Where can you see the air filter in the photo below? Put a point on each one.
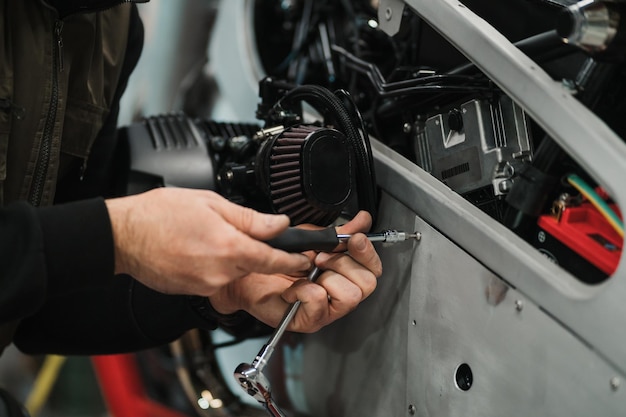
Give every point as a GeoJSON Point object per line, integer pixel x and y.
{"type": "Point", "coordinates": [307, 173]}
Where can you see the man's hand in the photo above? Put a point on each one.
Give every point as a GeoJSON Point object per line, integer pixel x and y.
{"type": "Point", "coordinates": [348, 278]}
{"type": "Point", "coordinates": [182, 241]}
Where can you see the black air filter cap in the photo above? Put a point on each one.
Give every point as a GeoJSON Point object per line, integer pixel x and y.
{"type": "Point", "coordinates": [309, 172]}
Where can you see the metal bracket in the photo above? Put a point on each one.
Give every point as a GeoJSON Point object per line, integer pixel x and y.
{"type": "Point", "coordinates": [390, 15]}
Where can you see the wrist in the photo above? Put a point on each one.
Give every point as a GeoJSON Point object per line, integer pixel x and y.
{"type": "Point", "coordinates": [118, 213]}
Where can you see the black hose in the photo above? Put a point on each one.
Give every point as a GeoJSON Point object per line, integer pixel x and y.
{"type": "Point", "coordinates": [326, 103]}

════

• **What to work on**: Restate each line of the records exactly; pictures do not belong in the copy.

• **Completed task**:
Where can you see the air filter in the photo below? Put a point on each one.
Give every point as a GeoJSON Point object per line, integer pixel x and y.
{"type": "Point", "coordinates": [307, 173]}
Where can you see the man's hand in the photo above? Put a point on each one.
Give every point as a GeoJSON Point object per line, integer pixel x and y.
{"type": "Point", "coordinates": [348, 278]}
{"type": "Point", "coordinates": [182, 241]}
Where can you see the black air filter cap in the photo above? Put a point on each one.
Give every point as a GeoJSON Point object per line, integer pixel x and y.
{"type": "Point", "coordinates": [309, 172]}
Where can you see the metal bracket in the photo above? Put a point on each one.
Give every point as a GeoJSON Point object per line, integer pixel x and y.
{"type": "Point", "coordinates": [390, 15]}
Where can you see the wrist in the photo above? Put a point on each one.
Give every point as a GeoJSON Point object per line, integer pixel x and y.
{"type": "Point", "coordinates": [118, 213]}
Where can you see the black hose in the photo above? Put a point on each one.
Give every point as a GeoJSON Point object per line, integer pixel x and y.
{"type": "Point", "coordinates": [326, 103]}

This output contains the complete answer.